When sustainability is conferred in relation to limited resources, it has been appropriately quoted, ‘We have not inherited the earth from our ancestors; we borrow it from our children’, this proverb just does not emphasize on the difference between the words, ‘ancestors’ and ‘children’, but the difference between, ‘inherit’ and ‘borrow’. When it comes to the earth, no one owns it. In this sense, we do not ‘inherit’, we are simply ‘borrowing’. When we borrow something, then we need to take care of it, since we are accountable to our future generations.


· To find out the practices which we can learn from our ancient civilizations to lead a sustainable lifestyle and how did our ancestors reduce their ecological foot print, and what methods did they use?

· To study the innovations implemented by the modern civilizations for making themselves sustainable.

Research Problem

With the advent of technology and modernisation, the lifestyle and way of doing things have seen drastic as well as frequent changes. Though it is being said that, “To improve is to change; to be perfect is to change often”, but this change should not compromise the ability of future generations to fulfil their own needs.

Research Methodology

The research paper is descriptive and qualitative one. The data used to study the relationship between ancient civilization and sustainable lifestyle is secondary in nature collected from different sources like journals, articles, web links, books and periodicals. There is no empirical touch to this paper.


Ancient Civilization & Architecture

Ancient civilizations people were viewed as simple, primitive people, just a couple of decades ago.  However, number of surprising facts have been revealed about ancient cultures after numerous discoveries since then, namely that many of them possessed advanced knowledge of metallurgy, mathematics, chemistry, astronomy, and more. Some of the amazing accomplishments of ancient civilizations have left scientists/archaeologists scratching their heads. Following are some of those from whom we can learn the much needed sustainability too:

1. Aqueducts and hydro technology

Who would have thought that to solve water access problems, years old technology would have been looked upon by 21st century governments for guidance? But, Lima, Peru is the place where it is happening.

Water security of the entire country was undermined due to the chronic problems of severe water crisis that has been faced by Peru, such as polluted water supplies, combined with environmental change. However, Sedapal, Lima’s water utility company has put forward a new plan, in order to supply unpolluted, clean water to the population by reviving Wari culture’s ancient network of stone canals that was built by them in around 500 AD. Canals were used to capture the mountain water during the rainy season in the advanced water conservation system built by the Wari culture. During the dry season, the water was transported to the places where it could feed the springs further down the mountain through the canals to maintain the flow of the rivers.

2. Concrete

What’s the secret behind the structures that were built by the Romans 2000 year ago from concrete as these structures have to this day maintained their structural integrity? Whereas, on the other hand 100 to 120 years is typically the time period for which concrete structures of today lasts for.

• **SUPPLIED MATERIAL**:
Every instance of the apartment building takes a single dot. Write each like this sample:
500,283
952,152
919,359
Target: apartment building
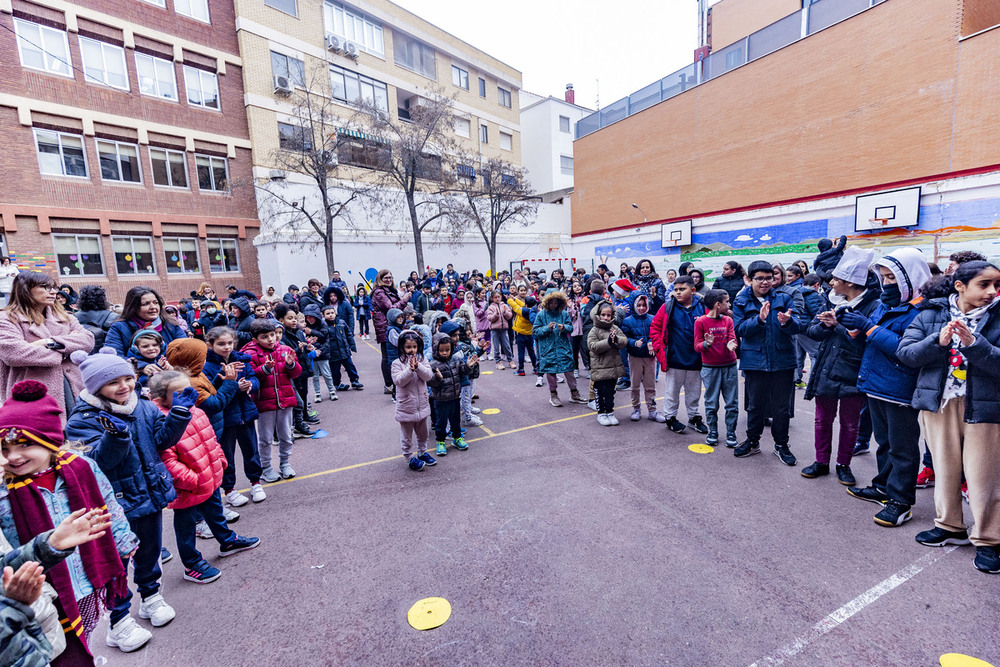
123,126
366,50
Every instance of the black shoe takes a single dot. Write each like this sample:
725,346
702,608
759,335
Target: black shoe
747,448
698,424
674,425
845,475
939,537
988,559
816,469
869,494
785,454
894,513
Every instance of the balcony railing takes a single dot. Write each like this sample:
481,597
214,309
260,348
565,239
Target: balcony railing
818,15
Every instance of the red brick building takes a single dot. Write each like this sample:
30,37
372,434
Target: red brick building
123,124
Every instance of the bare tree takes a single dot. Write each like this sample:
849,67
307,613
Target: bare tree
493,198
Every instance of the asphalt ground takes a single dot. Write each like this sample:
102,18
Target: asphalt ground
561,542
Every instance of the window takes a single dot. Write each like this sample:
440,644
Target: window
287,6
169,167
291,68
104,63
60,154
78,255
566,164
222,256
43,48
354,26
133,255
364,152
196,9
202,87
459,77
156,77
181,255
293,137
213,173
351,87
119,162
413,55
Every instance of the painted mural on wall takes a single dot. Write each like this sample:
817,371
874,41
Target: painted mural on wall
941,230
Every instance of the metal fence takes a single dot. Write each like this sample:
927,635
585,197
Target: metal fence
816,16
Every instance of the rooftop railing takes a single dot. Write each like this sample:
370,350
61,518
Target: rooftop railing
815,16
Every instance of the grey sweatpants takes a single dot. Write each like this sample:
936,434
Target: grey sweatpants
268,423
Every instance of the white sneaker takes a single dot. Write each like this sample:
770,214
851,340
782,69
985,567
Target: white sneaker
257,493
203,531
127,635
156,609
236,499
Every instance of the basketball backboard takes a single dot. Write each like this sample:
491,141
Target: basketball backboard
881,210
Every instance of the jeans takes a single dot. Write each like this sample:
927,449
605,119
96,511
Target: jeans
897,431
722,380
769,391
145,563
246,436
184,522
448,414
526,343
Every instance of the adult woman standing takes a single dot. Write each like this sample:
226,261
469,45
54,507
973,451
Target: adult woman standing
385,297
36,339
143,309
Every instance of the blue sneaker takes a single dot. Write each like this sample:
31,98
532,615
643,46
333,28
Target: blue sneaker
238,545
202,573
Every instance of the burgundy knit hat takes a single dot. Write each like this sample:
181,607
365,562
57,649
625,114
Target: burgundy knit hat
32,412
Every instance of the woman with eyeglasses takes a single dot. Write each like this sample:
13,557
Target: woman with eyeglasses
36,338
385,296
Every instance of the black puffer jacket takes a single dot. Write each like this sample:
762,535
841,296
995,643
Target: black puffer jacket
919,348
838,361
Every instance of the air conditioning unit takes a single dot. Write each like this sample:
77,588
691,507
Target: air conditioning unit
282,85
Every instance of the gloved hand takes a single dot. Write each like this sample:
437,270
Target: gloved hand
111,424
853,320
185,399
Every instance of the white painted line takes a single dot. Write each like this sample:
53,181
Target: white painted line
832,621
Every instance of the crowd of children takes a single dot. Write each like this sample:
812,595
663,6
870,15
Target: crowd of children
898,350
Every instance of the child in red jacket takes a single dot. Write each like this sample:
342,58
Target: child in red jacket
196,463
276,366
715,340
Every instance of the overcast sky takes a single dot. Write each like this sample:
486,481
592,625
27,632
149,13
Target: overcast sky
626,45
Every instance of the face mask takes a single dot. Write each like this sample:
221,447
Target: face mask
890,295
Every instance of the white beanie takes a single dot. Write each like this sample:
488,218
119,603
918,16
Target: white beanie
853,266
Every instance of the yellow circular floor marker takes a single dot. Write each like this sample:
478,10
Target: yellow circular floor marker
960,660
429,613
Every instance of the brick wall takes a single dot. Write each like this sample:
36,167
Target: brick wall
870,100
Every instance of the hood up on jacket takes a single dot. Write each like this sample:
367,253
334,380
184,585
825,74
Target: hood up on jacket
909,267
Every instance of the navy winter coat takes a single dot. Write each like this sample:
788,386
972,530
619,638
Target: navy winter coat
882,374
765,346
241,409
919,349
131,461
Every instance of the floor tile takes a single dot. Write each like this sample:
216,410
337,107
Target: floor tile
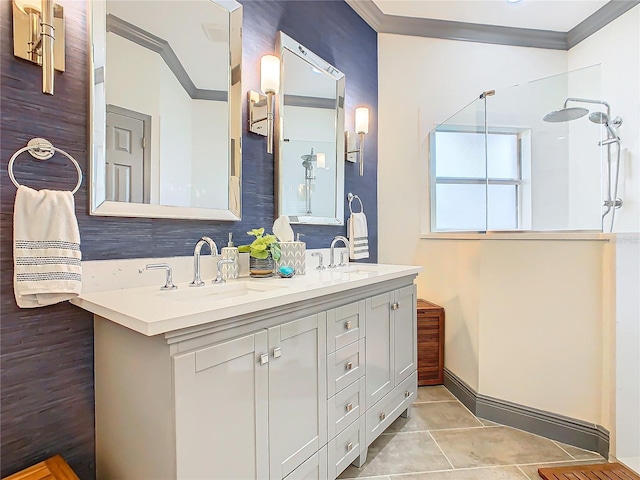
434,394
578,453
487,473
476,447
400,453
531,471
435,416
* * *
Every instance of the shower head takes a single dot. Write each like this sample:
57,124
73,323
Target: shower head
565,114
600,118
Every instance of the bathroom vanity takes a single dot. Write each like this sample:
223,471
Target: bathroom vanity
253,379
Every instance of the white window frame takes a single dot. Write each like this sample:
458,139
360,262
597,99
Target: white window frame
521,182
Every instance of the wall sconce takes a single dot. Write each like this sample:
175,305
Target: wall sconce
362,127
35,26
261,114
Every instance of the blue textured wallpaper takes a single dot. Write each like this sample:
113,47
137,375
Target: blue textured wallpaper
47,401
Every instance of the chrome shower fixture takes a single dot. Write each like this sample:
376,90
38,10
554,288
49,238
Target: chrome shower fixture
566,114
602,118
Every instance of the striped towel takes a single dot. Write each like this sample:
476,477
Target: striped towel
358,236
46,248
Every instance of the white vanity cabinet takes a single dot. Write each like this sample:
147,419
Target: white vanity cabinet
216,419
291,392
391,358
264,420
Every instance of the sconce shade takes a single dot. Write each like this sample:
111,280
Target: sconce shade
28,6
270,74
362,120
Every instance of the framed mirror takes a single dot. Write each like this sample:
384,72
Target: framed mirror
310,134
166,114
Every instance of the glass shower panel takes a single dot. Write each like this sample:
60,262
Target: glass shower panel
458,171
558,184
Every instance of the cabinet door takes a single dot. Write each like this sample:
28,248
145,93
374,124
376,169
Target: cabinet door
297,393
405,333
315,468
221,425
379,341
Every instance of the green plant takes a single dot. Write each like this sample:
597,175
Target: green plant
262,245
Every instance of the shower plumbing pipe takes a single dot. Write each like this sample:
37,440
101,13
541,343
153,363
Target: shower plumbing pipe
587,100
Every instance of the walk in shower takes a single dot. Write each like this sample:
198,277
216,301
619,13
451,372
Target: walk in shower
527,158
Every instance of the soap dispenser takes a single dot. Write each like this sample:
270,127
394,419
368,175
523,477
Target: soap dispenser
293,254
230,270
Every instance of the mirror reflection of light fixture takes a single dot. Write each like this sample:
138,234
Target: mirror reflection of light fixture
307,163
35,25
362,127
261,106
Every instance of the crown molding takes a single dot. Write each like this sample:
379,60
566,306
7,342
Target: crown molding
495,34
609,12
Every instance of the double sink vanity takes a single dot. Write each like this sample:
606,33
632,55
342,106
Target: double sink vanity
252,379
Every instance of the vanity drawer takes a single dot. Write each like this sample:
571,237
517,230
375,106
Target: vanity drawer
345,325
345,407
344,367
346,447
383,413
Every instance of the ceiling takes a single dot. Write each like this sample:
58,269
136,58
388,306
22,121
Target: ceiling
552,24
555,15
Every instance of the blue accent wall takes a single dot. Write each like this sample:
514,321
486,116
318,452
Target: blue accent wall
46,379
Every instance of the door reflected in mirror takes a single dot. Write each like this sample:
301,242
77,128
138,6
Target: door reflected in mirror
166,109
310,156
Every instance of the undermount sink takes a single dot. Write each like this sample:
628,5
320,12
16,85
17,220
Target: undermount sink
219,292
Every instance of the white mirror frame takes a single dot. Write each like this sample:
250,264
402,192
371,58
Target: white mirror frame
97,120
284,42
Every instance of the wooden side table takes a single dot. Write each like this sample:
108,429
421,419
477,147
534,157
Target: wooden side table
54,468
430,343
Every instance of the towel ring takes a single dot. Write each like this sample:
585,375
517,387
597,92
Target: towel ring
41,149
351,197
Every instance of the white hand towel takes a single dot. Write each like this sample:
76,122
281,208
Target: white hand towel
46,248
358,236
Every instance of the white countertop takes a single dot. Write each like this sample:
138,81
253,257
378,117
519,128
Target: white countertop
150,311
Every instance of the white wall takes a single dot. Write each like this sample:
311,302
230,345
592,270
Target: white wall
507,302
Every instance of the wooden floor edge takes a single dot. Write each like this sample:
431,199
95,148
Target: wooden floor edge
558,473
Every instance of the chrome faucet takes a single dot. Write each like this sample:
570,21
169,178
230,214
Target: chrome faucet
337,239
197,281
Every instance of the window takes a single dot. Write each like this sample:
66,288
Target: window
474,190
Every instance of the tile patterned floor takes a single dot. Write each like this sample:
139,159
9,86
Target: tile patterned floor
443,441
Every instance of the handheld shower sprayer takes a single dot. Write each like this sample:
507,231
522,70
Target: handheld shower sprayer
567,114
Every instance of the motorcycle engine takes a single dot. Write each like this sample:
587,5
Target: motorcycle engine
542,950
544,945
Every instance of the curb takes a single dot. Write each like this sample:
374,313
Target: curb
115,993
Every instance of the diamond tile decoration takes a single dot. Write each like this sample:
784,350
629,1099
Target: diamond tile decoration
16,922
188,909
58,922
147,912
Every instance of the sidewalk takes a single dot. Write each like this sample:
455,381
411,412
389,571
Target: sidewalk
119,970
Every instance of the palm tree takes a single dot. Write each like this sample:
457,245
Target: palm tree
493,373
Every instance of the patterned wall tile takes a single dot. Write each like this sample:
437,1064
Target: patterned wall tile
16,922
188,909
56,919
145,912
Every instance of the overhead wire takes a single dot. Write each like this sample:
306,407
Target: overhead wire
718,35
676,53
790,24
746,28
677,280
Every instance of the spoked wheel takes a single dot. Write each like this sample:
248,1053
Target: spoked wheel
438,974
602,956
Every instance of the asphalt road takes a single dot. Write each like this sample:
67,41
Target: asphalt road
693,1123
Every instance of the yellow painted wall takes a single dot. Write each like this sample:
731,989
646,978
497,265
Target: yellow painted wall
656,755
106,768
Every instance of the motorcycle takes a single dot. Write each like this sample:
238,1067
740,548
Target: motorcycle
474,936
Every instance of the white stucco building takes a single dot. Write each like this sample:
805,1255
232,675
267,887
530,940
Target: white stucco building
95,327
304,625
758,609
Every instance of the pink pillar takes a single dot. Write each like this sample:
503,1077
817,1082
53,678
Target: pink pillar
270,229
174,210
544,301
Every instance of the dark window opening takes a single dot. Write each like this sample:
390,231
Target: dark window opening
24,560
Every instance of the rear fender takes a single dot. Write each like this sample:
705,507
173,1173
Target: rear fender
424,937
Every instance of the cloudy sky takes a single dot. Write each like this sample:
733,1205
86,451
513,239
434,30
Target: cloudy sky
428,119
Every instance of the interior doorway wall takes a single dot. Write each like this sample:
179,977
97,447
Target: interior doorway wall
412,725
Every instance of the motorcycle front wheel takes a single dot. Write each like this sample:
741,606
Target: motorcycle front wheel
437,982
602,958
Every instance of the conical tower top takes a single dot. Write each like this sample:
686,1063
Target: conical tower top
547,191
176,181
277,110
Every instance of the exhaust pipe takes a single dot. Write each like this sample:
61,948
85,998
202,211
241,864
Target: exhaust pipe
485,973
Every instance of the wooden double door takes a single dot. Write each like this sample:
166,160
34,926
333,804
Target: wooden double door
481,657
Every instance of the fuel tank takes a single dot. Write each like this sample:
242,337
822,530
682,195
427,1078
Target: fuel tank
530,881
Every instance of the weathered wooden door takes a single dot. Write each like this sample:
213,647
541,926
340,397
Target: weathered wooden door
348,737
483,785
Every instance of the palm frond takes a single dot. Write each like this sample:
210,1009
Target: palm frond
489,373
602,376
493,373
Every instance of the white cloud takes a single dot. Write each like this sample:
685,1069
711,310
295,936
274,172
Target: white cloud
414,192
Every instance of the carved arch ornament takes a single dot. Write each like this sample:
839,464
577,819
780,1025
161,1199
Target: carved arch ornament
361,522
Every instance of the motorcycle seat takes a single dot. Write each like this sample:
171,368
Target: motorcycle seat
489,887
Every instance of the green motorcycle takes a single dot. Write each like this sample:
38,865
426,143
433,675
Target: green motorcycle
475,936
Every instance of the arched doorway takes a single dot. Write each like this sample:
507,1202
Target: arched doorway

• **WORK INSTRUCTIONS**:
A. Answer these questions from the excerpt on ancient civilizations and sustainability, one per line.
(i) Around what year did the Wari culture build its network of stone canals?
(ii) What is the name of Lima's water utility company?
(iii) For how long do concrete structures of today typically last?
B. For each statement, say yes or no according to the excerpt on ancient civilizations and sustainability, and quote the words that decide it.
(i) The paper draws on empirical data.
(ii) The Wari canals captured mountain water during the rainy season.
(iii) The Roman concrete structures discussed were built about 500 years ago.
C. List every source of the secondary data named in the excerpt on ancient civilizations and sustainability.

• **TASK SOLUTIONS**:
A.
(i) Around 500 AD.
(ii) Sedapal.
(iii) 100 to 120 years.

B.
(i) No: "There is no empirical touch to this paper."
(ii) Yes: "Canals were used to capture the mountain water during the rainy season"
(iii) No: "built by the Romans 2000 year ago from concrete"

C. Journals, articles, web links, books, periodicals